> **CONSIGNES**:
1. Répondez à ces questions sur le texte consacré à la figure du barbare.
(a) Dans quelle œuvre, à quel chant et à quel vers le terme « barbare » apparaît-il en premier ?
(b) Quels peuples sont cités comme ennemis des Grecs et des Romains ?
(c) Selon Isocrate, par quel moyen se civilise-t-on ?
2. Recopiez fidèlement le passage du texte consacré à la figure du barbare, depuis « C’est un essai » jusqu'à « se constituent historiquement. » inclus.
3. Poursuivez le texte consacré à la figure du barbare à partir de sa dernière phrase.

C’est un essai très intéressant sur la représentation de l’Autre dans l’histoire occidentale que nous livre Roger-Pol Droit. Bien qu’un peu verbeux et parfois délayé, l’auteur répétant plusieurs fois la même chose en des mots différents, le propos est clair et édifiant : le barbare est le repoussoir de toutes nos hantises, l’Etranger absolu, l’inhumain amoral – mais aussi celui qui nous constitue. Le mot n’est pas prononcé mais le lecteur songe au phénomène du Bouc émissaire.

« L’imaginaire collectif » p.20 permet de constituer sa propre identité par opposition à un inverse négatif. Sans barbare, pas de civilisé ; sans barbarie, pas d’humanisme ; sans discipline, le barbare qui est en nous ressurgit, primaire et sauvage. Ces trois parties se constituent historiquement.

Tout commence chez Homère dans l’Iliade, au chant 2 vers 867. Mais seul le terme « barbare » figure ; les Grecs n’ont aucun mot pour désigner « la barbarie ». Le barbare est celui qui parle mal le grec. Il n’est donc pas le non-Grec, irréductiblement étranger, mais le frustre. Le terme va progressivement passer du seul parler grossier (« ceux qui font br br ») aux mœurs grossières, avant de prendre le sens d’ennemi : les Perses pour les Grecs, les Germains pour les Romains. Mais attention ! Perses et Germains ne sont ni des sauvages ni des sous-hommes : ils ont des vertus – elles ne sont simplement ni grecques ni romaines – mais surtout on leur fait la guerre. Si la figure du philosophe représente en Grèce antique l’ultime perfection de l’idéal d’éducation, mettant la raison aux commandes des passions et des instincts : le barbare est son opposé. La guerre psychologique va donc opposer culture et barbarie.  Le barbare « parle, mais mal. Il pense, mais à côté. Il vit, mais dominé » p.47. Il est confus, embrouillé, soumis au tyran. Il n’est pas « net », comme Apollon qui tranche ; il n’a de rapport au vrai que biaisé (comme Donald Trump).

Le philosophe, selon les Grecs, « est un homme de la mesure, de l’équilibre, de la domination de soi. La vie sous la conduite de la raison se nomme toujours tempérance, juste mesure. (…) Il incarne nécessairement le règne de la limite. (…) Limite des désirs, des appétits, des vengeances ou des châtiments. Limite des espoirs ou des aliments, la mesure est partout » p.51. Le barbare, c’est l’inverse. Il est constamment dans l’excès, anarchique, impulsif, émotif, incontrôlable, capable de toutes les transgressions sexuelles. Il est hors-limites, hors la « loi » qui meut l’univers comme la cité et chacun. Il n’est donc pas « libre » puisque dominé par sa sauvagerie : « De même qu’il ne se fait pas bien comprendre, et qu’il ne comprend pas bien, faute de se servir de la langue selon l’ordre, de même qu’il n’entend pas comment parlent la réalité et l’organisation du monde, le barbare ne se comprend pas lui-même » p.54 (comme les « 400 mots » des banlieues). Isocrate pense qu’on se civilise par l’éducation et « qu’on appelle Grecs plutôt les gens qui participent à notre éducation que ceux qui ont la même origine que nous » p.86. Pas de racisme donc, mais de la méritocratie – comme aujourd’hui.

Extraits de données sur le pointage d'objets

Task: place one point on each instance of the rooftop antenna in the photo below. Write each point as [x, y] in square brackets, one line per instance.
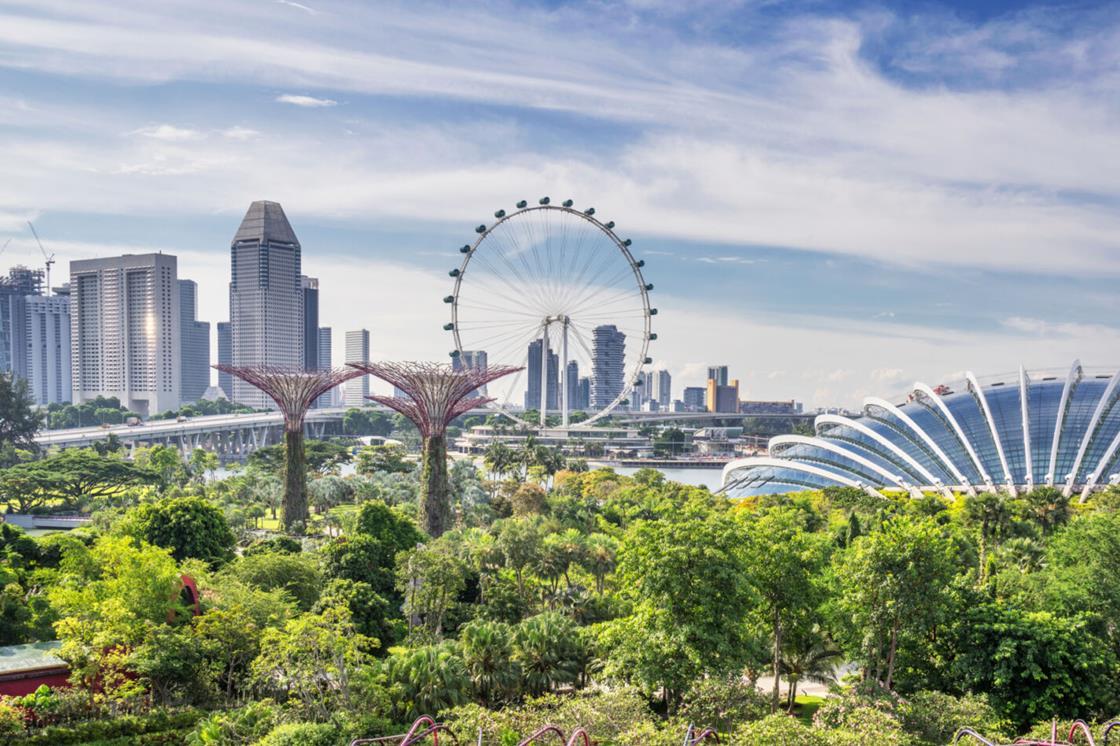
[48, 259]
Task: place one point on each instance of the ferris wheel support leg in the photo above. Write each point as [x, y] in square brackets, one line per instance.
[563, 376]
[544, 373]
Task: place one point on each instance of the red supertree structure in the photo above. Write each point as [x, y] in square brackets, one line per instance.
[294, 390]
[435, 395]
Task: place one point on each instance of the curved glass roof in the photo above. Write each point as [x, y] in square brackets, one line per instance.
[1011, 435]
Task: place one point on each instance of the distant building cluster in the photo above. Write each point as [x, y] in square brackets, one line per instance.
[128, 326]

* * *

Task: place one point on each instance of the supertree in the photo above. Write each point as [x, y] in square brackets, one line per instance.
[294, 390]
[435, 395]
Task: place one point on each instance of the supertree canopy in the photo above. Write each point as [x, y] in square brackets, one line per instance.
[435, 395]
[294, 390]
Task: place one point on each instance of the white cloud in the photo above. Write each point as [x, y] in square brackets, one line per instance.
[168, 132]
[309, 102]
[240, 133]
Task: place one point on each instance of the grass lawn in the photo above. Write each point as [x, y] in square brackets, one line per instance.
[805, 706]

> **RÉPONSES**:
1.
(a) Dans l'Iliade d'Homère, au chant 2, vers 867.
(b) Les Perses sont les ennemis des Grecs, et les Germains ceux des Romains.
(c) On se civilise par l'éducation.

2.
C’est un essai très intéressant sur la représentation de l’Autre dans l’histoire occidentale que nous livre Roger-Pol Droit. Bien qu’un peu verbeux et parfois délayé, l’auteur répétant plusieurs fois la même chose en des mots différents, le propos est clair et édifiant : le barbare est le repoussoir de toutes nos hantises, l’Etranger absolu, l’inhumain amoral – mais aussi celui qui nous constitue. Le mot n’est pas prononcé mais le lecteur songe au phénomène du Bouc émissaire.

« L’imaginaire collectif » p.20 permet de constituer sa propre identité par opposition à un inverse négatif. Sans barbare, pas de civilisé ; sans barbarie, pas d’humanisme ; sans discipline, le barbare qui est en nous ressurgit, primaire et sauvage. Ces trois parties se constituent historiquement.

3.
C’est Aristote qui va faire dériver le terme vers la « bestialité ». Pour lui, est barbare celui qui éventre les mères, fait rôtir les bébés, mange habituellement sa viande crue (non cuisinée), baise quiconque et partout sans souci de l’inceste ni du viol, tue et vole sans foi ni loi. Il est donc une sorte d’animal non doué de raison, asservi à ses instincts primaires. Chez Plotin, le barbare est le non gréco-romain : le brut, le non raffiné, le naturel, avec l’idée d’un retour à la source de l’énergie vitale et de la morale saine. L’hellénisme tardif fera de ces traits une vertu en préférant chamanes et prophètes aux philosophes, comme par suicide culturel, préparant la venue du christianisme et l’effondrement de l’empire romain comme de la culture gréco-latine. Peut-être sommes-nous proches d’une telle inversion de civilisation ?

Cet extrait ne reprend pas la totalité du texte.